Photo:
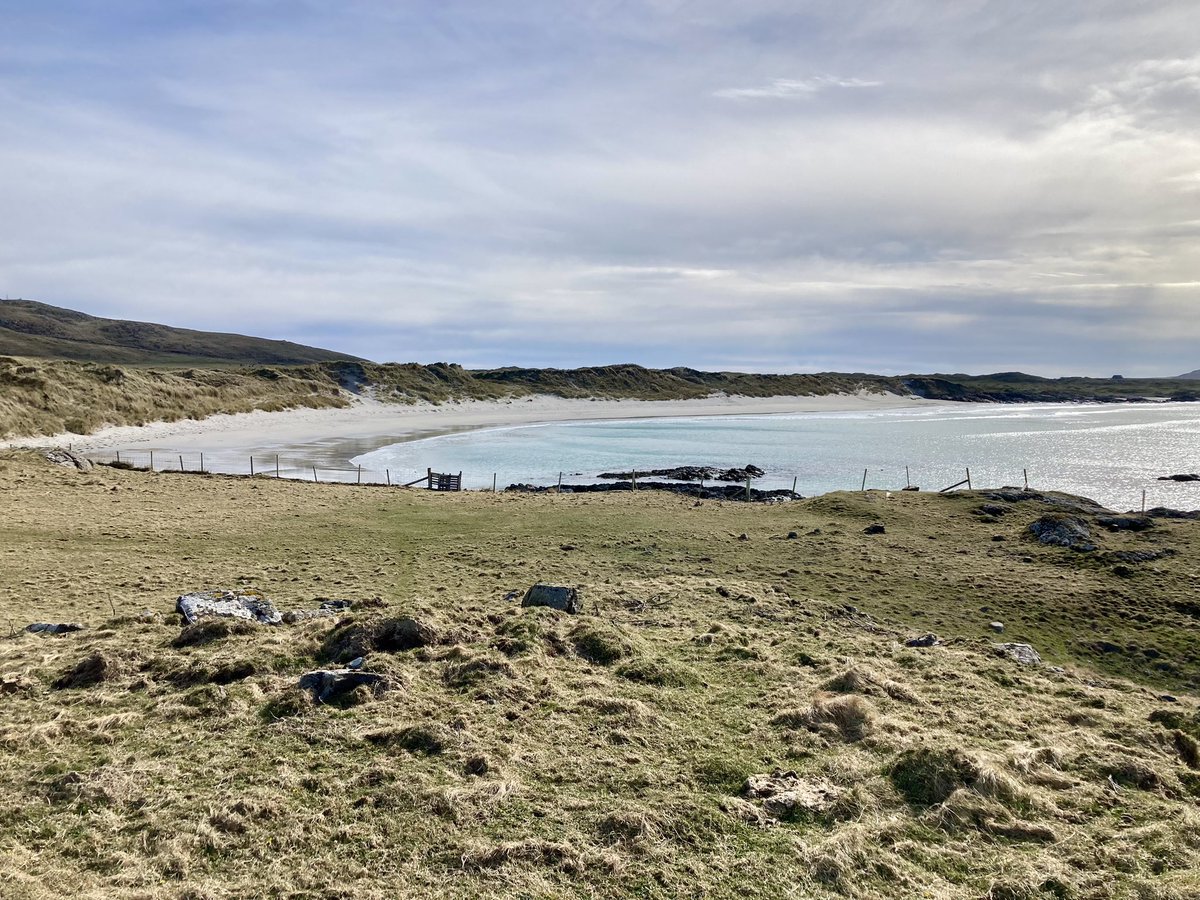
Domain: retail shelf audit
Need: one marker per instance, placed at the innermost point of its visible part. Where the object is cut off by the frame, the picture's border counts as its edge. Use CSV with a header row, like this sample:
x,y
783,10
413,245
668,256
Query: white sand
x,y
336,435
* * *
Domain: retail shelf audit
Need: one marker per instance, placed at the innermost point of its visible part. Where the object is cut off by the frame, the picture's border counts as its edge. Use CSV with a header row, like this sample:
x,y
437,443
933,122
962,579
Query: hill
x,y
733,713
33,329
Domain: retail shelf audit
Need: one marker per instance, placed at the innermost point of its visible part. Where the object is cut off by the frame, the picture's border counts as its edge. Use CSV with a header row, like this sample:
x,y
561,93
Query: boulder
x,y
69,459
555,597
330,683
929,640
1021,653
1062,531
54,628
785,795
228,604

=== AIM ===
Which lines above contain the string "Query"? Copy each of those lines in full.

=== THE RESPONSE ===
Query: white sand
Query: hill
Query: boulder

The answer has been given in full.